— BEGIN PROVIDED RECORDS —
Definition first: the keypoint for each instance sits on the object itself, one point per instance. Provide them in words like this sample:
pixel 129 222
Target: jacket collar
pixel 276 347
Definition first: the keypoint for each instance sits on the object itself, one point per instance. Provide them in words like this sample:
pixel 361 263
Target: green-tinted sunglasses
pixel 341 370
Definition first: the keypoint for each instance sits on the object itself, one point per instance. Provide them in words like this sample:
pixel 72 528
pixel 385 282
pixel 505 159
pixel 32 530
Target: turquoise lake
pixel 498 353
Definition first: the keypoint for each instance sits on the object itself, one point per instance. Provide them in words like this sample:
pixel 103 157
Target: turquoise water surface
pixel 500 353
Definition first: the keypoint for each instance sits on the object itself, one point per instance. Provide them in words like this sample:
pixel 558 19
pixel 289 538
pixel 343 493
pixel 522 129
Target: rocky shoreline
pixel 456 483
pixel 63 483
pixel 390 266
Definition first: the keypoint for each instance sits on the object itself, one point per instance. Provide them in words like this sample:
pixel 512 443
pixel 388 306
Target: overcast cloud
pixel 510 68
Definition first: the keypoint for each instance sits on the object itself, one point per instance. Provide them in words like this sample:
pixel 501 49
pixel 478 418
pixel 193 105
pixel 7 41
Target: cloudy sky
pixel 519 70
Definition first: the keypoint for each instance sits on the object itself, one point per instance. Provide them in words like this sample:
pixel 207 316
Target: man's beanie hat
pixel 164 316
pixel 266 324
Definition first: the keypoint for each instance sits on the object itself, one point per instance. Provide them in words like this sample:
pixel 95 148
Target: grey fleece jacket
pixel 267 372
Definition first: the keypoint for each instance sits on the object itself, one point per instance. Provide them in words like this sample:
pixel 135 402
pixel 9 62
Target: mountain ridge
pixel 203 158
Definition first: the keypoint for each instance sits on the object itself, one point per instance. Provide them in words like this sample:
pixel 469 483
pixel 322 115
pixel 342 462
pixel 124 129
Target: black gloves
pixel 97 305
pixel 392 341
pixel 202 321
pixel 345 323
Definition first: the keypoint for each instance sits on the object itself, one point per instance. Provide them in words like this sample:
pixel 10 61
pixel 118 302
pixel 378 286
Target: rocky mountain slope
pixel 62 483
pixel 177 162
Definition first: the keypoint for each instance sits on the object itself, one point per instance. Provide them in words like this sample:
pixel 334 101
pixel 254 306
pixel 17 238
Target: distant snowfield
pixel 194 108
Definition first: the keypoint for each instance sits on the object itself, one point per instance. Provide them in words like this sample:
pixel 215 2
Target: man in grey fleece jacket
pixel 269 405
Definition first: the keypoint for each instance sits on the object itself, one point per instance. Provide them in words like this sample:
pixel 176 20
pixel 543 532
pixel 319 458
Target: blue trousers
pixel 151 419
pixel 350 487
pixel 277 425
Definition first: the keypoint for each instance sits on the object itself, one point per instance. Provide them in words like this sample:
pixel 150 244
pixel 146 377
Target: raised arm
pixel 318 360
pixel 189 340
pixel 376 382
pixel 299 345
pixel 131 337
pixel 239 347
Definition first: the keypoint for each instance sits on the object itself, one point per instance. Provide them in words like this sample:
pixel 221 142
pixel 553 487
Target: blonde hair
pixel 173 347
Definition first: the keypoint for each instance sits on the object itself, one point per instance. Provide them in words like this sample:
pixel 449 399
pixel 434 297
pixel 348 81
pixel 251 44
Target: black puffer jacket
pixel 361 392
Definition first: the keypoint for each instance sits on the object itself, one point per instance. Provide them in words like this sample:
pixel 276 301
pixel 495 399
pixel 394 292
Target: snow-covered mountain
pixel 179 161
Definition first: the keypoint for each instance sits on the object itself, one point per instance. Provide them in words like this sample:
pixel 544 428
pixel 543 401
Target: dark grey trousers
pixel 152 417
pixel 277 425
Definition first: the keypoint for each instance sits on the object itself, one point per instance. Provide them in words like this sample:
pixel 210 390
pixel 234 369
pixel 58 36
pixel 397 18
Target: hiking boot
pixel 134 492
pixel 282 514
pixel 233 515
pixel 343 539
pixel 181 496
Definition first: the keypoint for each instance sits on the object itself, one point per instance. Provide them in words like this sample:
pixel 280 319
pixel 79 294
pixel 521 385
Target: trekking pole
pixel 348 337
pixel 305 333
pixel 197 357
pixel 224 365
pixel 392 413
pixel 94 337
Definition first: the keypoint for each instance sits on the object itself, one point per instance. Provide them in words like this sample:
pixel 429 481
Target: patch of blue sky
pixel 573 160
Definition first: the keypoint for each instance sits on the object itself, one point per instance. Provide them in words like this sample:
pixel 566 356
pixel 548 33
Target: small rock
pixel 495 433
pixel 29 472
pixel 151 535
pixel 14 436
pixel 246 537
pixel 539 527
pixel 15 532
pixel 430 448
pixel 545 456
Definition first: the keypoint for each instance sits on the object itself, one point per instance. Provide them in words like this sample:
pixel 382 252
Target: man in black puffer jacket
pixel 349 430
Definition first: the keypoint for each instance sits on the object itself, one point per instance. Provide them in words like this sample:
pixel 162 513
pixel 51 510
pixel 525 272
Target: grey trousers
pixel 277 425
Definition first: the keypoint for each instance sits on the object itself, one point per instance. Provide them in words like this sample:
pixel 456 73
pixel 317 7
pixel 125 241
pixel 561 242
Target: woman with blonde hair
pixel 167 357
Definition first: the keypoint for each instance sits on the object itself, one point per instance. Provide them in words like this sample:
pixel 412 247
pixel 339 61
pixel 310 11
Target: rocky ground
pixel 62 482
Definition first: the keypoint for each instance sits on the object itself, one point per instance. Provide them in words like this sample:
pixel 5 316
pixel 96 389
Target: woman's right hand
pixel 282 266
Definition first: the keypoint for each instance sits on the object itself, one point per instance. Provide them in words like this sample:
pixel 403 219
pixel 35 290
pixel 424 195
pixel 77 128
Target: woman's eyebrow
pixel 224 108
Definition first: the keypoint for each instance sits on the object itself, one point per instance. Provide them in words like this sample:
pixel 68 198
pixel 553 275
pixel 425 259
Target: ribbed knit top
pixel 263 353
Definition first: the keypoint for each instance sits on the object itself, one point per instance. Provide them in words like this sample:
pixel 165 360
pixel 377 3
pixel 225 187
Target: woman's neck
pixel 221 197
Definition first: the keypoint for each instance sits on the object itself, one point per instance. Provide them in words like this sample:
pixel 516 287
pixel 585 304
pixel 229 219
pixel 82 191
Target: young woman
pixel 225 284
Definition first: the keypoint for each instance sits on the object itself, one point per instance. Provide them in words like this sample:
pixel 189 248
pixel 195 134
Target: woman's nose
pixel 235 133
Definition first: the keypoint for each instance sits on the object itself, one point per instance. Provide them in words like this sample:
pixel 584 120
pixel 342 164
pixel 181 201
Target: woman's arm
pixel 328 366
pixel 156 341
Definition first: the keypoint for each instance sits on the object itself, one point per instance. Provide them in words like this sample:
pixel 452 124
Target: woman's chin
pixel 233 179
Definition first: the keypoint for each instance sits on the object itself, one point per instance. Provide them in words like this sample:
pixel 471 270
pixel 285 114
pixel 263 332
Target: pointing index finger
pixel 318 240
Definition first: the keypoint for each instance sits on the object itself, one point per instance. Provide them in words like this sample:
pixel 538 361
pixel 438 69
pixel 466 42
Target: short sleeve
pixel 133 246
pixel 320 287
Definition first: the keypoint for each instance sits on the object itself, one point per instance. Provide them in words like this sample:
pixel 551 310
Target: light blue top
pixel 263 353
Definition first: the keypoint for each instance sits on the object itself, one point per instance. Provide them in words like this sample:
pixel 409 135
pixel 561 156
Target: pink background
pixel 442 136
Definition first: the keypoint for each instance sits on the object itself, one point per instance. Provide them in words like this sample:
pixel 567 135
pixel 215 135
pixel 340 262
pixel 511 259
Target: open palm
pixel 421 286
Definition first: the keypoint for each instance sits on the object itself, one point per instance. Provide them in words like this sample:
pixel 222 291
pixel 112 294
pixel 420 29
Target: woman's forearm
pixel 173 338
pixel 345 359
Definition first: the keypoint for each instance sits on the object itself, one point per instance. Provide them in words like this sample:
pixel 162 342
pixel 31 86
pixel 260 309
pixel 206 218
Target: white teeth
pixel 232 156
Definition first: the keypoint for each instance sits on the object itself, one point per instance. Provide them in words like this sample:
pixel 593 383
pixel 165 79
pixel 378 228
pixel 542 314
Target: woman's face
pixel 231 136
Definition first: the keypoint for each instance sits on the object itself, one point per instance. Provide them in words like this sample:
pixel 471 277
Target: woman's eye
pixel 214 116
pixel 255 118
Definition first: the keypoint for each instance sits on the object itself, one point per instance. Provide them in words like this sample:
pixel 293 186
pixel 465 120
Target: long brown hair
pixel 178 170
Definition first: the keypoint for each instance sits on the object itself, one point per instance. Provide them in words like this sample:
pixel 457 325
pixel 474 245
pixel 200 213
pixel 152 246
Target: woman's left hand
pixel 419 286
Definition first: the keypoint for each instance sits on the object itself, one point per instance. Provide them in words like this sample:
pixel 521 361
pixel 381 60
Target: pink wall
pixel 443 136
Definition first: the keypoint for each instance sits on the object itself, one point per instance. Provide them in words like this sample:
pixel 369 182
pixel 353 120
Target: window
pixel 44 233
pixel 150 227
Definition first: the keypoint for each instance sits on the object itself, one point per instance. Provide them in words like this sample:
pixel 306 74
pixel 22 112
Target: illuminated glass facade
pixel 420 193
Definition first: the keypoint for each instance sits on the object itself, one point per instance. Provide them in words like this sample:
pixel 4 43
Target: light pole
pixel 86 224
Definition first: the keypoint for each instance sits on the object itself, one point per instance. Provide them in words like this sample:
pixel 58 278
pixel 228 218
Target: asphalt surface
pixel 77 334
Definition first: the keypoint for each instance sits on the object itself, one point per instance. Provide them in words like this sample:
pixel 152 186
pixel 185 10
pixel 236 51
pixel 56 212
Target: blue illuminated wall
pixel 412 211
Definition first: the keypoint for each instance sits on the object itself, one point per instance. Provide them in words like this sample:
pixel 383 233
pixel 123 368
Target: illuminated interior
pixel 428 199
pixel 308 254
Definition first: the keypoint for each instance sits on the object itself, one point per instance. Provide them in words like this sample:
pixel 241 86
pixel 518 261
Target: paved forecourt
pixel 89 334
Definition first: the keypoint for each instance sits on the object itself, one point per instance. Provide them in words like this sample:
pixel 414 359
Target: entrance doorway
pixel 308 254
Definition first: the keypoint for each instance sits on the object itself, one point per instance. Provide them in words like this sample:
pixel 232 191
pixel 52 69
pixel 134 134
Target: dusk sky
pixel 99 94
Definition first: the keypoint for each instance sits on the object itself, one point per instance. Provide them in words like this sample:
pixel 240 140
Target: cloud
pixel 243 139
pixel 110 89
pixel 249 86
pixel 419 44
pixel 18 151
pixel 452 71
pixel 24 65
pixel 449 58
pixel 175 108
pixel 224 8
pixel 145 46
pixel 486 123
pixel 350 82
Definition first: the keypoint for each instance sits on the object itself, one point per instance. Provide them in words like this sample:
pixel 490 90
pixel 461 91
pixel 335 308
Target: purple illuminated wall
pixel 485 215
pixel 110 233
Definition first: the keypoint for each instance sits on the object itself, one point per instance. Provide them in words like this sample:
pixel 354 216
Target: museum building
— END PROVIDED RECORDS —
AIM: Render the entries above, from the start through the line containing "pixel 276 347", as a Markdown table with the columns Row and Entry Line, skipping any blank lines.

ANSWER TO THE PROBLEM:
| Row | Entry Line |
|---|---|
| 1 | Definition first: the keypoint for each instance sits on the object itself, one point per instance. Provide them in words like this sample: |
| 2 | pixel 129 222 |
| 3 | Target: jacket collar |
| 4 | pixel 276 347 |